* Exercise *
Could you find every line in the records below that contains the word "tent" and copy it?

* Records for this task *
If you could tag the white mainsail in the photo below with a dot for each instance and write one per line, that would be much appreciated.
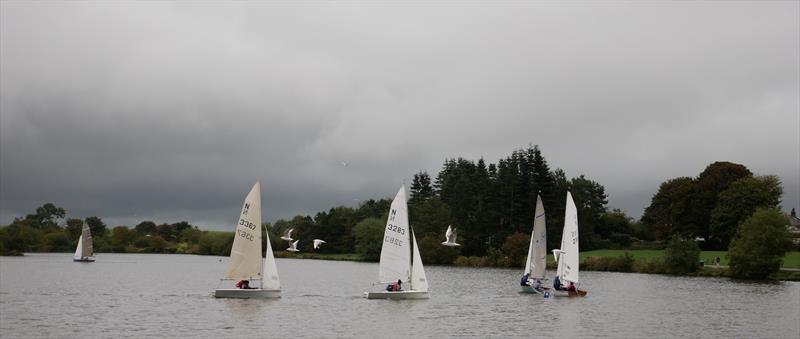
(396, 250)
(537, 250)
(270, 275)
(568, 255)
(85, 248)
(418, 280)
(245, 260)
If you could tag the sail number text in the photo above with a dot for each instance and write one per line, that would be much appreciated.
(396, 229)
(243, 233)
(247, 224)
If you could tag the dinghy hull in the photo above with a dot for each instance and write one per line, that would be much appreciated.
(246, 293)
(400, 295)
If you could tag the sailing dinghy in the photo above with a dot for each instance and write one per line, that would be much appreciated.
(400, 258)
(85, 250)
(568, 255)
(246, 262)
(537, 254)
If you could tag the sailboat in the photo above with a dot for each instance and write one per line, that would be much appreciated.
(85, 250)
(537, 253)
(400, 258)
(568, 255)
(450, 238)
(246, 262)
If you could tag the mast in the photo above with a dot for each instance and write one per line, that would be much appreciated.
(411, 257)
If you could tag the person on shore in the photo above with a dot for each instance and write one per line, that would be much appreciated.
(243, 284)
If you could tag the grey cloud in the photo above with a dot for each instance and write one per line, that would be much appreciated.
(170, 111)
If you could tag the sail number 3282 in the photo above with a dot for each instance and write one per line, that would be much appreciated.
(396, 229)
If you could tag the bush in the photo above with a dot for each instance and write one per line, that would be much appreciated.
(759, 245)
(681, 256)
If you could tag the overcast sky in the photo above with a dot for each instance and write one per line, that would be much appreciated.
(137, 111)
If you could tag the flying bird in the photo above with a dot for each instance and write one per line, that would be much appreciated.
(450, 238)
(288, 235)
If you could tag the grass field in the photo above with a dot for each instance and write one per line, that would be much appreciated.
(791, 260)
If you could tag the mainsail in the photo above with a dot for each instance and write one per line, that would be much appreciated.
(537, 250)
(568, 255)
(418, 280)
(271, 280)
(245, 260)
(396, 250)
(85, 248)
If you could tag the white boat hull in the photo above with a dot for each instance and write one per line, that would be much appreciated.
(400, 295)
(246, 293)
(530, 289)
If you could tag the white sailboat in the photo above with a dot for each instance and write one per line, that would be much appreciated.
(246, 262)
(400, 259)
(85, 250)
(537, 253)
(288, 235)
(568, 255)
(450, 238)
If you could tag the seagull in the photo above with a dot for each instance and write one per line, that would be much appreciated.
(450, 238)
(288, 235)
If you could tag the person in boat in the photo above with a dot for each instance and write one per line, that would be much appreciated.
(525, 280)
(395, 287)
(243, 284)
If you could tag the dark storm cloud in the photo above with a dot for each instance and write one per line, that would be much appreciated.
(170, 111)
---
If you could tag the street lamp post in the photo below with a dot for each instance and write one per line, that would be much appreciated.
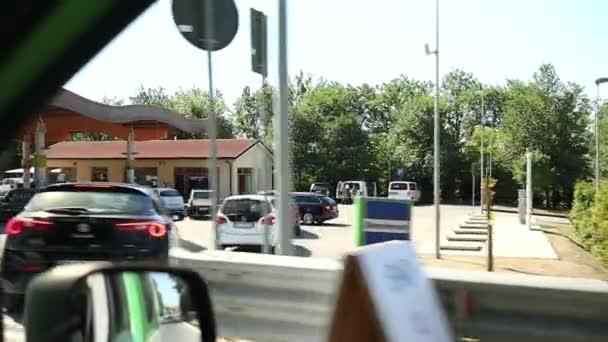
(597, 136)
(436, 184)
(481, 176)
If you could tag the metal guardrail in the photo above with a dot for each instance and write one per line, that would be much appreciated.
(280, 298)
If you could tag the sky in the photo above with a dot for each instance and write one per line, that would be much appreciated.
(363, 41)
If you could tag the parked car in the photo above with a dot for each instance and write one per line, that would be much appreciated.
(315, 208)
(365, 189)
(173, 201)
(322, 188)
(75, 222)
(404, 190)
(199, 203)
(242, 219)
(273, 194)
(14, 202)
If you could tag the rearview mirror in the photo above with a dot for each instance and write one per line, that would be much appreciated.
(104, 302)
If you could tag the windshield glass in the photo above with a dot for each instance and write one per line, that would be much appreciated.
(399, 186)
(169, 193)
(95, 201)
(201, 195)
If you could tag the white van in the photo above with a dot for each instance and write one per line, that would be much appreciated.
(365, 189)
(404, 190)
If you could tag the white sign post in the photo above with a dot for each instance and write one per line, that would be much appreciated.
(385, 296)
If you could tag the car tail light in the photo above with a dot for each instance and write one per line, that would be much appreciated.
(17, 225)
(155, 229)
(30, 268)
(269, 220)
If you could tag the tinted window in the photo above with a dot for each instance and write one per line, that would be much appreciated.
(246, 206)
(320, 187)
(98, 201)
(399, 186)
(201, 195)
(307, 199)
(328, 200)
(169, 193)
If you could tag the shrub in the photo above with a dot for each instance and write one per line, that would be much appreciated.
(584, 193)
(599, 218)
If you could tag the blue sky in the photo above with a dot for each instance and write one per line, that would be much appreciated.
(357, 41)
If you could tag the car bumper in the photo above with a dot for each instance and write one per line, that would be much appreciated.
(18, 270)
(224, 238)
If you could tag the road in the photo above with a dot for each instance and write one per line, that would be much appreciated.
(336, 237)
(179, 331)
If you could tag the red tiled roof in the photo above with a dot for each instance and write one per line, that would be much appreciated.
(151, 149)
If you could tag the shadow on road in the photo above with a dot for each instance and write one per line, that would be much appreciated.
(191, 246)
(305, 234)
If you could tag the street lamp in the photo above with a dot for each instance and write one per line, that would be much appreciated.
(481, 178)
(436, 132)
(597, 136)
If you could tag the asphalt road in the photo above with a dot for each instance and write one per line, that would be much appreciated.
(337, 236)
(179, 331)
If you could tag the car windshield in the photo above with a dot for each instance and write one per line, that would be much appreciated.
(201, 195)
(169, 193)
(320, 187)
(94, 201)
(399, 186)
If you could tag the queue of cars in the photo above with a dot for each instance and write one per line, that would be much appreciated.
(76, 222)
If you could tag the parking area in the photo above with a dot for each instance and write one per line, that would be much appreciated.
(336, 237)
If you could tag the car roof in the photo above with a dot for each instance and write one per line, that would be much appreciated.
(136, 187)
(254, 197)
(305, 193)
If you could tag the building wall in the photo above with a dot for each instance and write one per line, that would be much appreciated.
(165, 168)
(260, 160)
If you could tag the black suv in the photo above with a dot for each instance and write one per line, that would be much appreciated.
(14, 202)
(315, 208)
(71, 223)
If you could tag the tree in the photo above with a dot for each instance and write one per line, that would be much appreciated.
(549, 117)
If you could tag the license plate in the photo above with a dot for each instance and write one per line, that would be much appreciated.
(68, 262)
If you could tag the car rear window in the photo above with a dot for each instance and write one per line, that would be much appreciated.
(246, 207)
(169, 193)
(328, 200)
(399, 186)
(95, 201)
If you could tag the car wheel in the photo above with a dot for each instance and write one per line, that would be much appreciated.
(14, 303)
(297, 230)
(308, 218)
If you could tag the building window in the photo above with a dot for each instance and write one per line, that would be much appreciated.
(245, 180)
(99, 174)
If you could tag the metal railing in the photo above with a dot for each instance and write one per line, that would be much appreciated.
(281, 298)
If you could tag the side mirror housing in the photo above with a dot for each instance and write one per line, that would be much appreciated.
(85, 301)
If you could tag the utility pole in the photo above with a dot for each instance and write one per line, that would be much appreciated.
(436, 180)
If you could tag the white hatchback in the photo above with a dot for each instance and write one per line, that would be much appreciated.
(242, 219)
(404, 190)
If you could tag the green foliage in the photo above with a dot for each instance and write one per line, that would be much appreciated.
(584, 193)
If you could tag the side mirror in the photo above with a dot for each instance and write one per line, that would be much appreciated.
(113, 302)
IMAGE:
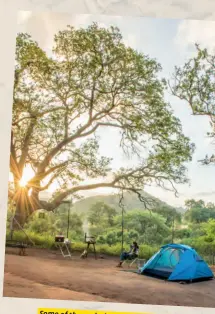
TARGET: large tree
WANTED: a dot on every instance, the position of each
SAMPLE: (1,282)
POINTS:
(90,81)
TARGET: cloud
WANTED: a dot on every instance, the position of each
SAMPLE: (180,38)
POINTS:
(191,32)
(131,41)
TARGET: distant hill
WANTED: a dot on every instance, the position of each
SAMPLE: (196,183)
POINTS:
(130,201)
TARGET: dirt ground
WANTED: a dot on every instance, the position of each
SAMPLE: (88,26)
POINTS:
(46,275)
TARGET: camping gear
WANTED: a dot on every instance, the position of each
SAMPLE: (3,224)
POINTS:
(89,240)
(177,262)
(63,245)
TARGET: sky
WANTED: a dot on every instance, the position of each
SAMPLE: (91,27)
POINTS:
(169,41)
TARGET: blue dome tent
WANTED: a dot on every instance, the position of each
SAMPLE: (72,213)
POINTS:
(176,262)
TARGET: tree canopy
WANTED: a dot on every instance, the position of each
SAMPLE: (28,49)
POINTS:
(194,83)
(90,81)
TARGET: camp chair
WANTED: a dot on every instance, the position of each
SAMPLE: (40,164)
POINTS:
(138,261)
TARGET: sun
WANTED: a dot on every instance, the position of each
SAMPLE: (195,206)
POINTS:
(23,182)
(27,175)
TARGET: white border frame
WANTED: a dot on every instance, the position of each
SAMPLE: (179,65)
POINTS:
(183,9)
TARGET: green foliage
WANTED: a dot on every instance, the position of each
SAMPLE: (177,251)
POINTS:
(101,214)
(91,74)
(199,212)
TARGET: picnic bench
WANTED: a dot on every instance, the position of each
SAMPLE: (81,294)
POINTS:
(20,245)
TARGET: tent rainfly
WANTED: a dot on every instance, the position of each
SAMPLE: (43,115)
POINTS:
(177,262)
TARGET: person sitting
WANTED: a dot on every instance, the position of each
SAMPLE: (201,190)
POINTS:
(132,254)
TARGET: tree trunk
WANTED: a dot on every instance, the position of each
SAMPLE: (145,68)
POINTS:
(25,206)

* Response area *
TARGET: blue dome tent
TARGET: tent rainfly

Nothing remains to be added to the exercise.